─── GIVEN INFORMATION

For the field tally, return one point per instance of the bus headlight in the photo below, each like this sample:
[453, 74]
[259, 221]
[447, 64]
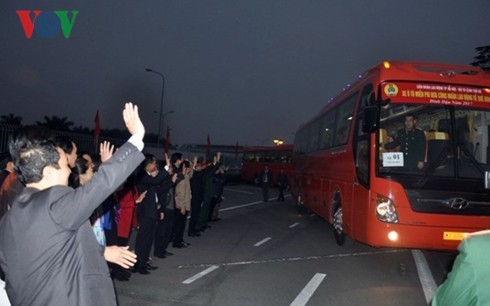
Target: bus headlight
[386, 210]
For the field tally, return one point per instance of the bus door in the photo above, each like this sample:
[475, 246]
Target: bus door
[361, 145]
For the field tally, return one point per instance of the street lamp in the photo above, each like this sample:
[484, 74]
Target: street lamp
[163, 117]
[161, 103]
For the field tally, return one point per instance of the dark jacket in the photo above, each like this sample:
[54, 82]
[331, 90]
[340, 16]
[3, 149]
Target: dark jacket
[158, 186]
[47, 247]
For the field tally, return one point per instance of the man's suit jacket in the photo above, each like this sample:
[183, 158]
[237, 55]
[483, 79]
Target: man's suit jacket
[154, 186]
[47, 247]
[468, 281]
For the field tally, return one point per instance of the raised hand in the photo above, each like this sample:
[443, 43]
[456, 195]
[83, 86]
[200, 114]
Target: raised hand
[120, 255]
[106, 151]
[133, 121]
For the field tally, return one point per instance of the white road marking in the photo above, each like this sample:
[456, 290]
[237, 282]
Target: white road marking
[426, 278]
[200, 274]
[239, 191]
[261, 242]
[305, 294]
[241, 206]
[289, 259]
[246, 205]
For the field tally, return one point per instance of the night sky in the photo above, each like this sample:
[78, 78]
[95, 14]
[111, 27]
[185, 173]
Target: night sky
[242, 71]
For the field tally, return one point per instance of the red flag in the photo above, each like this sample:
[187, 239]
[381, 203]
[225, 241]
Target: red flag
[208, 149]
[96, 129]
[167, 140]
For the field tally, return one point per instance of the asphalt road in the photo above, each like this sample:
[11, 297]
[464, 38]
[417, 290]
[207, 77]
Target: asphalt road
[267, 254]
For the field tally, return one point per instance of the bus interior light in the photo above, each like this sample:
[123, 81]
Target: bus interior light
[386, 210]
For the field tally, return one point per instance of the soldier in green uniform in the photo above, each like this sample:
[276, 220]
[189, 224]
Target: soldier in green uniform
[412, 144]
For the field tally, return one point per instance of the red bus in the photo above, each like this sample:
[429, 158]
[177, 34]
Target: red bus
[400, 158]
[276, 157]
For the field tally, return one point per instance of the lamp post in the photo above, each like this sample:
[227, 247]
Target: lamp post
[161, 103]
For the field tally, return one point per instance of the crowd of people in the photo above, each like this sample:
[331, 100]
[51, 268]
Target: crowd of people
[67, 216]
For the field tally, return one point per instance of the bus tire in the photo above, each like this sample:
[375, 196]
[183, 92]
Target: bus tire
[337, 224]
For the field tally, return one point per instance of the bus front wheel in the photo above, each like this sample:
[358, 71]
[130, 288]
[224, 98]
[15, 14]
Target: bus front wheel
[338, 226]
[301, 207]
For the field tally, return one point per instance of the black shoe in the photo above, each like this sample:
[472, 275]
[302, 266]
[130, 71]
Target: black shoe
[120, 275]
[150, 267]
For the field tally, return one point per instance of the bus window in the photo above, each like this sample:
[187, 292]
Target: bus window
[344, 120]
[326, 130]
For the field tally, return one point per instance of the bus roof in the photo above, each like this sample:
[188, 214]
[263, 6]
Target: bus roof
[426, 72]
[284, 147]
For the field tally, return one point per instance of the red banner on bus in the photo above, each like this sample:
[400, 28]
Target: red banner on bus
[438, 94]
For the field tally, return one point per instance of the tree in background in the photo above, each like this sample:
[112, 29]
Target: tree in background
[56, 123]
[11, 119]
[482, 60]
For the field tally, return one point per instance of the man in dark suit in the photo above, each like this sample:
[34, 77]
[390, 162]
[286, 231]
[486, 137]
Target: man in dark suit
[265, 180]
[59, 261]
[156, 184]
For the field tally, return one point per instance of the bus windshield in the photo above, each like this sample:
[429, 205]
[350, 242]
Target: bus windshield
[433, 142]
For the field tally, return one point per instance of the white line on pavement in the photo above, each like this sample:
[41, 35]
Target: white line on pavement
[305, 294]
[241, 206]
[199, 275]
[261, 242]
[426, 279]
[239, 191]
[290, 259]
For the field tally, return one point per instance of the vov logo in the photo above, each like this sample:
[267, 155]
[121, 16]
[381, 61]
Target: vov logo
[47, 24]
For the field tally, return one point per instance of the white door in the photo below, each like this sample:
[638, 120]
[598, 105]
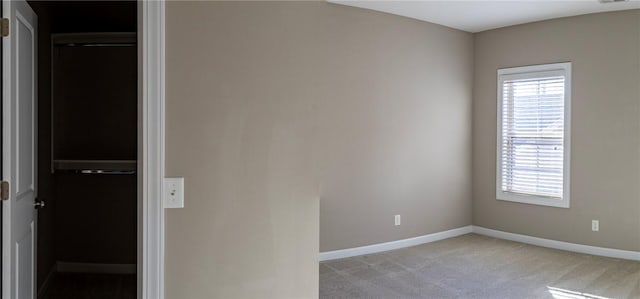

──────

§ **GOAL OF THE EXERCISE**: Rewrite the entries starting at the line that contains "dark suit in" and continuing through the end of the entries, including that line and the requests. Rescale every point coordinate in the answers by 2.45 and round to whole numbers, with halves going up; keep the requests and their sample points unchanged and omit the pictures.

§ **EXERCISE SOLUTION**:
For the field tally, return one point per instance of the man in dark suit in the photo above, each like this sample:
[34, 77]
[390, 162]
[286, 231]
[486, 137]
Target: man in dark suit
[649, 441]
[145, 639]
[382, 451]
For the field tally, return one point per instance of the bus windshield in the photo above, each like this sample:
[429, 205]
[350, 242]
Target: bus windshield
[1061, 348]
For the field tally, return one point per instance of the white line on pavement in the photo above, each like this sample:
[41, 35]
Target: white line on pavement
[747, 720]
[590, 505]
[488, 674]
[639, 593]
[1044, 684]
[586, 468]
[711, 635]
For the field tally, return one point per instance of the vov logo in the photo above, each like this sample:
[267, 155]
[121, 16]
[381, 61]
Target: vov logo
[115, 59]
For the field tally, return one point per instance of the white door in the photo below, each like this sample:
[638, 120]
[598, 105]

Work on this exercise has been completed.